━━ Task inputs ━━

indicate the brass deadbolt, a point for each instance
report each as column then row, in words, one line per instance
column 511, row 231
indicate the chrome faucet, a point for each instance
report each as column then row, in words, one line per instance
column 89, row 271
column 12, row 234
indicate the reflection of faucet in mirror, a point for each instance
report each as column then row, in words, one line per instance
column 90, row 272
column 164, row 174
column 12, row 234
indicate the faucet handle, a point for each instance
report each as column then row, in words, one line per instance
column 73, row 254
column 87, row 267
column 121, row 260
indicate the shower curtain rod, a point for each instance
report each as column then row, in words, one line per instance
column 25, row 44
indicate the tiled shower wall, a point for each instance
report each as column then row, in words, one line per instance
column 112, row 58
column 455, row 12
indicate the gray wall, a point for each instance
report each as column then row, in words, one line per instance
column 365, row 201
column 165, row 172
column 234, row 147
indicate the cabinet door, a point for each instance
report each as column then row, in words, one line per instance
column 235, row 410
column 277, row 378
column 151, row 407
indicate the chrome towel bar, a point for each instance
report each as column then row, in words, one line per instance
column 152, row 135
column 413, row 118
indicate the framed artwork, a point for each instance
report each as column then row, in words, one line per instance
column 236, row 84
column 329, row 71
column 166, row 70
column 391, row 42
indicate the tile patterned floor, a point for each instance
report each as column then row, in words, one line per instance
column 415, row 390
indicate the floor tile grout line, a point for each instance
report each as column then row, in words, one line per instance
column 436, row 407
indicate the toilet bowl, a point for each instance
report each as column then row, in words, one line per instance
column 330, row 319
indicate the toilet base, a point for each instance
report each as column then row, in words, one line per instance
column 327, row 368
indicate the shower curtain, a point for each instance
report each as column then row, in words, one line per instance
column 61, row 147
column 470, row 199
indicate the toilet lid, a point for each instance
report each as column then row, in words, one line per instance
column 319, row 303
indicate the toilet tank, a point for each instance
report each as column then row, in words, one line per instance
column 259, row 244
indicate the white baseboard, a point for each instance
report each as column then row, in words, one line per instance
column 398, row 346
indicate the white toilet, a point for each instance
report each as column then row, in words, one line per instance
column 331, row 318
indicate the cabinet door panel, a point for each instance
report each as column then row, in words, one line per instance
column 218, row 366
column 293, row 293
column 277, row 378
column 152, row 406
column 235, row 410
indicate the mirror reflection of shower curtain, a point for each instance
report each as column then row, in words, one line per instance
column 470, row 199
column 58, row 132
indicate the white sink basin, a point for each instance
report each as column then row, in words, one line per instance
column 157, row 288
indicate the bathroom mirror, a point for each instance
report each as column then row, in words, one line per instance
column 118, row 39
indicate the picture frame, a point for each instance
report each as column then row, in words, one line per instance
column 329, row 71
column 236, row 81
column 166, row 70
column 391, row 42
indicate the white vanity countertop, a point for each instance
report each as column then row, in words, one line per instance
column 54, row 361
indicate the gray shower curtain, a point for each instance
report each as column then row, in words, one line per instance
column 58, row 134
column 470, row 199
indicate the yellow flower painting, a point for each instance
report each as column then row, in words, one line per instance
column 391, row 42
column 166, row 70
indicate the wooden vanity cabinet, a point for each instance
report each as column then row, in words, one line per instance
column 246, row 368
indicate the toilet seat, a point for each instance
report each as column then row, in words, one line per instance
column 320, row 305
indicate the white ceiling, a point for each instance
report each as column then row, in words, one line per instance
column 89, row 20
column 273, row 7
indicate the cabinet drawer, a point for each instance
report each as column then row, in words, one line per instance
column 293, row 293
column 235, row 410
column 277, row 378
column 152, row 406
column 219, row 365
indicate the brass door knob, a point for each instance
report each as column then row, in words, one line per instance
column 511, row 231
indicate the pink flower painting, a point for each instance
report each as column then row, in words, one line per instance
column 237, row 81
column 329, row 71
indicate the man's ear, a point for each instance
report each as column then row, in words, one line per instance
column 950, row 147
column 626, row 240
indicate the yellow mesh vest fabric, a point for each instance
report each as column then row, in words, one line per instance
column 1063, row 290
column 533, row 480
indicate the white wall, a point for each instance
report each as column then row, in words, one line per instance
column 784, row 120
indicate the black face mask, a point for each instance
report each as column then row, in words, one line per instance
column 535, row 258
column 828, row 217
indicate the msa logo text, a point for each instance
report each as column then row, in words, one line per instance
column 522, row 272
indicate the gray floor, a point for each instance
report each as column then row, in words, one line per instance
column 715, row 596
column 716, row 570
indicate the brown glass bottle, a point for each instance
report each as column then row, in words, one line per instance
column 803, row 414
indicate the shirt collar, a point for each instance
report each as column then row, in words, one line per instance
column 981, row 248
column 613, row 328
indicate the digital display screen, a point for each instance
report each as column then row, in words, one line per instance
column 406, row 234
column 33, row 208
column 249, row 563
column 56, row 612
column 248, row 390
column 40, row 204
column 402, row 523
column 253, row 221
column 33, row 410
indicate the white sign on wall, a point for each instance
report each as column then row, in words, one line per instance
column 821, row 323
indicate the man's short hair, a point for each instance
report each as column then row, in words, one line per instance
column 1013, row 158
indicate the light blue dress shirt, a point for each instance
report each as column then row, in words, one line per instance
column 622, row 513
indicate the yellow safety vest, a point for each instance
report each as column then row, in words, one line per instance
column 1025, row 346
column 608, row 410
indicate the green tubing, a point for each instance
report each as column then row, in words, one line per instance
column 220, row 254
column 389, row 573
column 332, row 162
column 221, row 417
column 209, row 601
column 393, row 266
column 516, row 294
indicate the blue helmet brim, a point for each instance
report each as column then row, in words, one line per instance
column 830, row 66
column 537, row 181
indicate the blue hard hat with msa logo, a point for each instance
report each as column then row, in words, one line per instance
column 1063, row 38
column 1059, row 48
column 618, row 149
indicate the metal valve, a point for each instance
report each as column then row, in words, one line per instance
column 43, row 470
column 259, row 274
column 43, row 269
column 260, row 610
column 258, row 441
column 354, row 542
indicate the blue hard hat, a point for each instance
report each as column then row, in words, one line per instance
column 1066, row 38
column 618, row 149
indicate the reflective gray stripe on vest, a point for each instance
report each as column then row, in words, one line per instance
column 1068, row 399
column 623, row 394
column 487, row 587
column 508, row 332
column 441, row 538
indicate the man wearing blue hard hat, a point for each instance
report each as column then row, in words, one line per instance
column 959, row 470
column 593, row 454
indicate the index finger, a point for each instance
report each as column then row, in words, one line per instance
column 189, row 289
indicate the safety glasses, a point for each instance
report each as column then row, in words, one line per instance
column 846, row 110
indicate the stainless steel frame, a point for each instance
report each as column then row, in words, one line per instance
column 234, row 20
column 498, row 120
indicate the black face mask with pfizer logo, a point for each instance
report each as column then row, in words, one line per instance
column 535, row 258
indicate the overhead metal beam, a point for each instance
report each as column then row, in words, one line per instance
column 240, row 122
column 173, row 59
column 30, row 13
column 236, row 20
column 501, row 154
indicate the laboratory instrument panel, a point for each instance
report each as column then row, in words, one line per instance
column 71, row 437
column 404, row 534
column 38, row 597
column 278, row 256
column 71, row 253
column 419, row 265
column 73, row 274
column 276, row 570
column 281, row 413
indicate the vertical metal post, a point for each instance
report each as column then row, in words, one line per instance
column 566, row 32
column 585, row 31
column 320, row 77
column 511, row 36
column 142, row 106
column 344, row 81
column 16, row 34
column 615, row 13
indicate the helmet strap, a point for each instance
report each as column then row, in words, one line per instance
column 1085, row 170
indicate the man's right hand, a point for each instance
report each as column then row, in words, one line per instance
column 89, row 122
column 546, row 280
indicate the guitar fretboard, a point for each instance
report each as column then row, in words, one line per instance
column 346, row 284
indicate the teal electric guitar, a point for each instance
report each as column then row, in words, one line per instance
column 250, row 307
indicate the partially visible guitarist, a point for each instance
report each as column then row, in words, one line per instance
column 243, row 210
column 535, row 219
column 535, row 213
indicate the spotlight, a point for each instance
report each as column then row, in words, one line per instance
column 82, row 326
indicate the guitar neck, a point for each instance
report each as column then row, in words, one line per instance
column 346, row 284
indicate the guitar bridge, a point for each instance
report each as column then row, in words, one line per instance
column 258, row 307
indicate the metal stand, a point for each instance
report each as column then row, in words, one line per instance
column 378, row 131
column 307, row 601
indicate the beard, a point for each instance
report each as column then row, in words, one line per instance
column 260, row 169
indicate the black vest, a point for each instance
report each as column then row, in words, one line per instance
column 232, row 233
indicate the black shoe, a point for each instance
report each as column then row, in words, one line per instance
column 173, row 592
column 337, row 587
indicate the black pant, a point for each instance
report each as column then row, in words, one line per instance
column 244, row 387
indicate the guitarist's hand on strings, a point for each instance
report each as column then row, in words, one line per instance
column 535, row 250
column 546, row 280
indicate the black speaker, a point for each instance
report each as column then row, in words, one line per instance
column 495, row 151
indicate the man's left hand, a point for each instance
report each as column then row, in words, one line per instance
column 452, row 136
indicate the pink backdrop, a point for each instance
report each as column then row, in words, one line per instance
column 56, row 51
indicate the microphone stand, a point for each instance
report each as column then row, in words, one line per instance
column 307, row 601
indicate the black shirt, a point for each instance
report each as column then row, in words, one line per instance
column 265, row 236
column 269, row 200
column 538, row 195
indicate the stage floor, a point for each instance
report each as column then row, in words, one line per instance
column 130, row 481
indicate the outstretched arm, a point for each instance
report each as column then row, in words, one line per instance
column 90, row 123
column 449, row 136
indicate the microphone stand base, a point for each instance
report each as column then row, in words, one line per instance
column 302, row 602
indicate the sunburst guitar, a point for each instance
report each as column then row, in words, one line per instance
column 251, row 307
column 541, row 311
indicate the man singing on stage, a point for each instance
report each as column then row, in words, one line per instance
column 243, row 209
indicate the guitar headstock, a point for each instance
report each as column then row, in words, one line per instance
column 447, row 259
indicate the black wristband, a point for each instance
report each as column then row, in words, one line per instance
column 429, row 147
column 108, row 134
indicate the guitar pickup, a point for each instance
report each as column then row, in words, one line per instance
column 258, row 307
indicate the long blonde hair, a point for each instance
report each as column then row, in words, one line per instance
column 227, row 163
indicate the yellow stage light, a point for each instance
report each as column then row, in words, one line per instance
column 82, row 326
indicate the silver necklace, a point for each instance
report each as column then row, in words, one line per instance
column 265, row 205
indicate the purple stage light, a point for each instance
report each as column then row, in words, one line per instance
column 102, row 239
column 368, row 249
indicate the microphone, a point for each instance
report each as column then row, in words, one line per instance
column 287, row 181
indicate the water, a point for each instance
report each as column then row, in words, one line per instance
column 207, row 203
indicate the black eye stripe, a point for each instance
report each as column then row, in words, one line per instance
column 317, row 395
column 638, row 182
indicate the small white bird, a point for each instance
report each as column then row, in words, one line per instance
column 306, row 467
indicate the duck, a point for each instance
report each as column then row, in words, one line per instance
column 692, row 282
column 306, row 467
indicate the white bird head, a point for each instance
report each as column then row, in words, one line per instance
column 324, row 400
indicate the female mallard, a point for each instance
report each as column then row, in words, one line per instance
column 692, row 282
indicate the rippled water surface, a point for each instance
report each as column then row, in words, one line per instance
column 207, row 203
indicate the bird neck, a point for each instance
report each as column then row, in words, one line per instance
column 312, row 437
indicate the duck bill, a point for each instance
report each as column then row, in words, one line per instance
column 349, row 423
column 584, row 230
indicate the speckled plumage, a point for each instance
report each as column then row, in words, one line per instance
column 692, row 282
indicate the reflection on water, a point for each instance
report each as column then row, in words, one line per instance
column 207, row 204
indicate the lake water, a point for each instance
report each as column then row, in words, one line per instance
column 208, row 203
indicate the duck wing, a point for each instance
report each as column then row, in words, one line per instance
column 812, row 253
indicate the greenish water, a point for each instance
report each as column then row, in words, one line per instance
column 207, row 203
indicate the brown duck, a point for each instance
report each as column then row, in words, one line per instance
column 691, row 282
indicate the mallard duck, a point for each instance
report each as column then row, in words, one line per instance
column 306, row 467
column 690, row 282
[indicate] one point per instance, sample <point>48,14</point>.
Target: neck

━━━

## Your goal
Beginning at the line containing "indicate the rippled", repeat each line exactly through the last line of the entries, and include no other lines.

## Expected answer
indicate the rippled water surface, a point for each instance
report each as column then row, in words, one line per instance
column 207, row 203
indicate the bird neck, a point for each instance
report each as column then row, in words, one line per instance
column 312, row 437
indicate the duck bill, a point for each instance
report each as column then row, in words, one line per instance
column 349, row 423
column 584, row 230
indicate the speckled plumage, a point for each instance
report each as column then row, in words, one line per instance
column 692, row 282
indicate the reflection on water, a point for each instance
report each as column then row, in words, one line per instance
column 207, row 204
indicate the lake water, a point for each instance
report each as column then row, in words, one line per instance
column 208, row 203
indicate the duck wing, a point for each instance
report each as column then row, in words, one line per instance
column 812, row 253
indicate the greenish water, a point for each instance
report each as column then row, in words, one line per instance
column 207, row 203
indicate the brown duck, a point for each instance
report each as column then row, in words, one line per instance
column 691, row 282
indicate the mallard duck, a point for each instance
report each as column then row, in words, one line per instance
column 306, row 467
column 690, row 282
[indicate] one point per instance, sample <point>48,14</point>.
Target: neck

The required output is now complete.